> [What the exercise asks]:
For every record that follows, write out the text exactly and omit the picture, if one is present.

[Exercise data]

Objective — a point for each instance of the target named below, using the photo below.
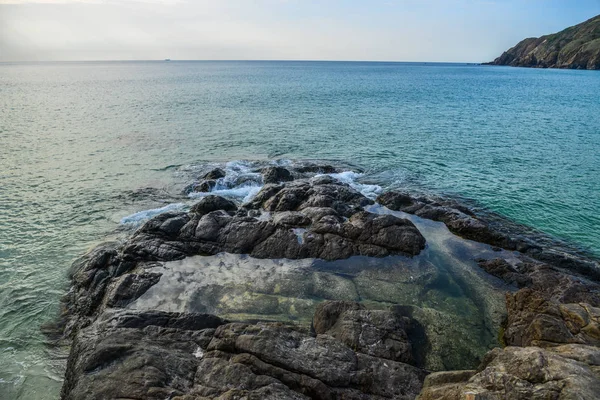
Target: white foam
(242, 193)
(351, 177)
(141, 216)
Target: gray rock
(213, 203)
(214, 174)
(166, 355)
(519, 373)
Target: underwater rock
(534, 320)
(185, 356)
(459, 219)
(212, 203)
(214, 174)
(205, 186)
(142, 312)
(522, 373)
(276, 175)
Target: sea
(90, 150)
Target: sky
(373, 30)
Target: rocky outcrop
(415, 313)
(308, 218)
(564, 372)
(492, 230)
(276, 175)
(459, 219)
(577, 47)
(197, 356)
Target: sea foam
(142, 216)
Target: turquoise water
(78, 140)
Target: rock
(577, 47)
(162, 355)
(519, 373)
(553, 283)
(503, 270)
(534, 320)
(205, 186)
(317, 169)
(374, 332)
(328, 313)
(446, 385)
(458, 219)
(213, 203)
(301, 194)
(276, 175)
(214, 174)
(305, 220)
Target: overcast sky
(394, 30)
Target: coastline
(294, 210)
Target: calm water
(78, 139)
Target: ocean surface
(86, 149)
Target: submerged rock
(142, 312)
(276, 175)
(214, 174)
(522, 373)
(459, 220)
(161, 355)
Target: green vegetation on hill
(577, 47)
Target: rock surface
(523, 373)
(415, 313)
(487, 229)
(577, 47)
(197, 356)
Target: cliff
(577, 47)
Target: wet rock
(521, 373)
(549, 281)
(213, 203)
(317, 169)
(166, 355)
(378, 333)
(534, 320)
(129, 287)
(301, 194)
(443, 341)
(445, 385)
(502, 269)
(458, 219)
(307, 221)
(205, 186)
(214, 174)
(276, 175)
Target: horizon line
(240, 60)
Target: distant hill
(577, 47)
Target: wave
(142, 216)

[/Exercise data]

> [Task answer]:
Objective — a point for each instance of the target named below, using the photo below.
Target: white foam
(242, 193)
(351, 177)
(141, 216)
Target: gray rock
(213, 203)
(214, 174)
(166, 355)
(519, 373)
Target: underwater rock
(534, 320)
(185, 356)
(459, 219)
(212, 203)
(214, 174)
(205, 186)
(142, 312)
(522, 373)
(276, 175)
Target: sea
(90, 150)
Target: sky
(373, 30)
Target: rocky outcrop
(415, 313)
(308, 218)
(564, 372)
(492, 230)
(276, 175)
(459, 219)
(577, 47)
(197, 356)
Target: sea foam
(142, 216)
Target: turquoise water
(78, 140)
Target: rock
(577, 47)
(162, 355)
(519, 373)
(553, 283)
(503, 270)
(534, 320)
(205, 186)
(317, 169)
(374, 332)
(328, 313)
(446, 385)
(458, 219)
(213, 203)
(301, 194)
(276, 175)
(214, 174)
(305, 220)
Target: overcast sky
(394, 30)
Target: coastline
(294, 210)
Target: calm water
(78, 139)
Target: ocean surface
(86, 149)
Target: submerged rock
(142, 312)
(276, 175)
(214, 174)
(522, 373)
(459, 220)
(161, 355)
Target: green vegetation on hill
(577, 47)
Target: rock surface
(523, 373)
(415, 313)
(487, 229)
(577, 47)
(197, 356)
Target: cliff
(577, 47)
Target: wet rock
(521, 373)
(549, 281)
(213, 203)
(317, 169)
(166, 355)
(378, 333)
(534, 320)
(129, 287)
(301, 194)
(443, 341)
(445, 385)
(502, 269)
(458, 219)
(307, 221)
(205, 186)
(214, 174)
(276, 175)
Target: horizon line
(240, 60)
Target: distant hill
(577, 47)
Target: wave
(142, 216)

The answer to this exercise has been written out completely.